Rows from a pointing dataset
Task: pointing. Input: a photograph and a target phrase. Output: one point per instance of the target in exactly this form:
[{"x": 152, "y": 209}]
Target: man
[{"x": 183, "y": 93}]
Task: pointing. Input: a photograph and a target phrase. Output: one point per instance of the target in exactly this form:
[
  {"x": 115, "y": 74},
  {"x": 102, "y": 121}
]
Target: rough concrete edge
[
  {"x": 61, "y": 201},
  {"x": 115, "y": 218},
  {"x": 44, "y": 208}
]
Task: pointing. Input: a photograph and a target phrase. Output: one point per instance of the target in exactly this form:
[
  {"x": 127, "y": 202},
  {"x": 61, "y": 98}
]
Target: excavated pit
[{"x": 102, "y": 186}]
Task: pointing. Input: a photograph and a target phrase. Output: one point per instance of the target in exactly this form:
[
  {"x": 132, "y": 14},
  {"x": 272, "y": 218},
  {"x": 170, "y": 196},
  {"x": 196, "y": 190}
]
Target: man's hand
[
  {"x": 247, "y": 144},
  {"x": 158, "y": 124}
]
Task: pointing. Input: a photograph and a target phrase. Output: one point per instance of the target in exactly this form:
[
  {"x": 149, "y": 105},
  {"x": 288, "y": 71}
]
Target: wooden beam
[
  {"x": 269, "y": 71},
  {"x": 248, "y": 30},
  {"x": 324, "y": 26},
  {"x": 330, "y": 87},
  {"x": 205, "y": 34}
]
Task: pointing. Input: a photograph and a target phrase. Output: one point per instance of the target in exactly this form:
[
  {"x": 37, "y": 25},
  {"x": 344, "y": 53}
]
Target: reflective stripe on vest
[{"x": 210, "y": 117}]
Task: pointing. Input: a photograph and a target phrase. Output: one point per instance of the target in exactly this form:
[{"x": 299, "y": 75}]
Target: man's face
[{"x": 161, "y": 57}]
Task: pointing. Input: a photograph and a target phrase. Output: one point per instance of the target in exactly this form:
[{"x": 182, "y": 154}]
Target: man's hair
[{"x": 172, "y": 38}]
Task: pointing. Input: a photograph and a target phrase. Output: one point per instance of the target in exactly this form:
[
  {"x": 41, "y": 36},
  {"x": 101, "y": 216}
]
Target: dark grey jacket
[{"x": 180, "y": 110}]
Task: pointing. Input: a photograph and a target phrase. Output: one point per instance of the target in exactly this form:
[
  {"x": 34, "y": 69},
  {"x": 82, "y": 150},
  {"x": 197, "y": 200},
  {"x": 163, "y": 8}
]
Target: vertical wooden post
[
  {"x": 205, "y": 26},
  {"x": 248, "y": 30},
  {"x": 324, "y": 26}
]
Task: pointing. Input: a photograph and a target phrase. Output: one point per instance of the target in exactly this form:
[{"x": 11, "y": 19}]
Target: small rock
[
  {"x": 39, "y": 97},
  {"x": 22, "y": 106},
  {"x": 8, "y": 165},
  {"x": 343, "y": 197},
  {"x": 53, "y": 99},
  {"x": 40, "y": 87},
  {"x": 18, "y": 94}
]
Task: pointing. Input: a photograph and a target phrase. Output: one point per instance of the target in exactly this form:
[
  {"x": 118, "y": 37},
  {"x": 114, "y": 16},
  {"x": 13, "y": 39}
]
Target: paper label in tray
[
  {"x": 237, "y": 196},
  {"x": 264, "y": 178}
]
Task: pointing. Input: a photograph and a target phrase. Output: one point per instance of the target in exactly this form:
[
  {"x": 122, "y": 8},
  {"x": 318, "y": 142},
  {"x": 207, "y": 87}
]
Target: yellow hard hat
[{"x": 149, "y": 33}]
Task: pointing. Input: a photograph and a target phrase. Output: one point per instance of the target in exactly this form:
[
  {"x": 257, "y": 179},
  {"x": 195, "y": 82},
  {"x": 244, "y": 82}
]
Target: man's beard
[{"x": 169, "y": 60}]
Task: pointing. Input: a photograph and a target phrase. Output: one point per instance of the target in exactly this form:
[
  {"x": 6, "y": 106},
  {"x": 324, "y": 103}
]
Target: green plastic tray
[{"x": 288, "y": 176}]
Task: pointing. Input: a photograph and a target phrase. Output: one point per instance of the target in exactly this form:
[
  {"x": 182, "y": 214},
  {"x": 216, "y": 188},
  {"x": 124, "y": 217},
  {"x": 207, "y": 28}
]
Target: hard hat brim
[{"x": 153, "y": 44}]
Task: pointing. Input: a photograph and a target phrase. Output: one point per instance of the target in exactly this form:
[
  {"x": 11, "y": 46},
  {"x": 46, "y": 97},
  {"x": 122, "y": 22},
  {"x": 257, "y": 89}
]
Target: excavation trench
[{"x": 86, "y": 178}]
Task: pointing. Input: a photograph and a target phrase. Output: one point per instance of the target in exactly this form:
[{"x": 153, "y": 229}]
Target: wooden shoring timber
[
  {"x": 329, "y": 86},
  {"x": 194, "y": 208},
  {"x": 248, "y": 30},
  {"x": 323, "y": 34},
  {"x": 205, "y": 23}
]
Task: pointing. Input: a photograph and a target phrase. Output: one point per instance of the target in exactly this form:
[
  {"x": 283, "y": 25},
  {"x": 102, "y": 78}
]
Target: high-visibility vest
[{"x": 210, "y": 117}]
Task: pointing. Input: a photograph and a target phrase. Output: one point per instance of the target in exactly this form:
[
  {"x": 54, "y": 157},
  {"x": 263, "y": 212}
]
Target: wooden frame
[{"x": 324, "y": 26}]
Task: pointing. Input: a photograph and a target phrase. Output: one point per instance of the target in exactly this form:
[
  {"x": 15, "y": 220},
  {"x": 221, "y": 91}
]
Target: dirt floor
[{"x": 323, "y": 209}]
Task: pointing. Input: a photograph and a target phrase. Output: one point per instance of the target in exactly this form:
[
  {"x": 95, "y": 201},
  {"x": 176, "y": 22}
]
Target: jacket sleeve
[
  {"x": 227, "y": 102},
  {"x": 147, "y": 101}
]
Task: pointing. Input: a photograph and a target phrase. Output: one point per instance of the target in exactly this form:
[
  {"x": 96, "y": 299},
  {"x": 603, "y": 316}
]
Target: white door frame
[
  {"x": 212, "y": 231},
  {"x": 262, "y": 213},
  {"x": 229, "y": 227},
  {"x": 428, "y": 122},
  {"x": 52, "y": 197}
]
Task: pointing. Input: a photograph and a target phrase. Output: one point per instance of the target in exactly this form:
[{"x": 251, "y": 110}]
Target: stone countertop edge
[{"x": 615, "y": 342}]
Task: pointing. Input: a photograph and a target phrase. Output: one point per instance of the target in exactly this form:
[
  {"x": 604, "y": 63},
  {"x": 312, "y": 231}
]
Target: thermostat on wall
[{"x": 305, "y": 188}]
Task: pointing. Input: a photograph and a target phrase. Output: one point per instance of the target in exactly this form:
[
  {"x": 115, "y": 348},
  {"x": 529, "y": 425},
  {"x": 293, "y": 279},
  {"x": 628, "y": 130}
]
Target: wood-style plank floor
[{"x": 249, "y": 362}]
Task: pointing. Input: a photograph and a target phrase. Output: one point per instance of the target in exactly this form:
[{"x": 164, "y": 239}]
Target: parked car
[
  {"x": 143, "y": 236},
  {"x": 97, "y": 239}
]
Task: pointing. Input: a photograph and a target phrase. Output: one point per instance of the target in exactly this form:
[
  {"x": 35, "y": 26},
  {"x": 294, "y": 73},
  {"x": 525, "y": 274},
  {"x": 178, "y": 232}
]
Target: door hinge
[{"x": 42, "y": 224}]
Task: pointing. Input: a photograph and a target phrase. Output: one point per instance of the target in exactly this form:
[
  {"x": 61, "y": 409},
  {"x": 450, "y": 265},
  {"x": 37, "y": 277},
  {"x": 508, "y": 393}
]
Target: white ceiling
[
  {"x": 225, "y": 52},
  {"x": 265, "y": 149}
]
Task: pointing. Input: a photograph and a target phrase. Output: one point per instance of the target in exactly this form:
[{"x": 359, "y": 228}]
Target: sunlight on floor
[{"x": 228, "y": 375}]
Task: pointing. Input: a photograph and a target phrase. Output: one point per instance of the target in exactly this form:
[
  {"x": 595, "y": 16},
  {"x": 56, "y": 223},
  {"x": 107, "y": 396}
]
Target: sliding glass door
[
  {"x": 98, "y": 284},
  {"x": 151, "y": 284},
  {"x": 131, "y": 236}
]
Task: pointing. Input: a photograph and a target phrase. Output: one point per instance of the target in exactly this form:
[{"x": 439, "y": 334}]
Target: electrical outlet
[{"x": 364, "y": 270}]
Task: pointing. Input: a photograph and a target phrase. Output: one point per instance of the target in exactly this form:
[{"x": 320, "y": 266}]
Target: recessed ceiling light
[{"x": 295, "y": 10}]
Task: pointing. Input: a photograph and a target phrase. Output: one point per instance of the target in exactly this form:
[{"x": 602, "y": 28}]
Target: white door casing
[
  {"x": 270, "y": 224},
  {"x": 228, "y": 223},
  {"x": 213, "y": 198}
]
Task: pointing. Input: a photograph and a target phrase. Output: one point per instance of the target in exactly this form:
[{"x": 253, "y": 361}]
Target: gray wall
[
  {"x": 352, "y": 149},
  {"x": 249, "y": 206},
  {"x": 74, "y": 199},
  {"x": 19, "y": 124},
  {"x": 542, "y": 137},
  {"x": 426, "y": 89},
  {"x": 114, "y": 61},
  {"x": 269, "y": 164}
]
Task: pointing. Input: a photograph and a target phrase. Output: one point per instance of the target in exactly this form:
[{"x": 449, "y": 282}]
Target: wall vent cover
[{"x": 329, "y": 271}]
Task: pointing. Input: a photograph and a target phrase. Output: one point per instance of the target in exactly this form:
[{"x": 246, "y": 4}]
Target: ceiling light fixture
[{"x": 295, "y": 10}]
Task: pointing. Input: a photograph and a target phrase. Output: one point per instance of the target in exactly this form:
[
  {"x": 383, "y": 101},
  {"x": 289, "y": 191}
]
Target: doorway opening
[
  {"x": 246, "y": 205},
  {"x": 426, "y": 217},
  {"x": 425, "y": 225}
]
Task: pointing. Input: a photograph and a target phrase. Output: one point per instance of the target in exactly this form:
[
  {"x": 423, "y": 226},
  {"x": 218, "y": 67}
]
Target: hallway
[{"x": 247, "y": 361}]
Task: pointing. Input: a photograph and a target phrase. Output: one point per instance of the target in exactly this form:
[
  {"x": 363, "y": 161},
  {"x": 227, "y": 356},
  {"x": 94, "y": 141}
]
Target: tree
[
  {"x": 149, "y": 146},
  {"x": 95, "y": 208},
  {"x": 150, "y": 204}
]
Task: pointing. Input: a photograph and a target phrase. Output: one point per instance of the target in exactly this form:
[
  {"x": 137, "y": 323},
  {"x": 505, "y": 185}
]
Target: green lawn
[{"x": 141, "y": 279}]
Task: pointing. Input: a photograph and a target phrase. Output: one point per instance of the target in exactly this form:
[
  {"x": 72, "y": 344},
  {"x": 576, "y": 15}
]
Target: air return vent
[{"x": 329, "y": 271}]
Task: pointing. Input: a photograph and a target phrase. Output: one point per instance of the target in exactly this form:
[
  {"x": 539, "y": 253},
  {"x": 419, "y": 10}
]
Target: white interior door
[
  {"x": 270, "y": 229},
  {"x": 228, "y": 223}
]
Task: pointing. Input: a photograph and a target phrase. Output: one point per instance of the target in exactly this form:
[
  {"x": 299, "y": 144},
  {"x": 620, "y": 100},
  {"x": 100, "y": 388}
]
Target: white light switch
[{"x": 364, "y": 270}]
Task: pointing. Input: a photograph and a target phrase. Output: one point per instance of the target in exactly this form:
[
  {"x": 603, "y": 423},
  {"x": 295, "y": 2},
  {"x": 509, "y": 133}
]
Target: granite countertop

[Problem details] Please identify each line in the data above that contains the string "frame" and copy every such line in full. Treat uppercase and lowercase as different.

[Result of this task]
Target: wooden frame
Target: white door frame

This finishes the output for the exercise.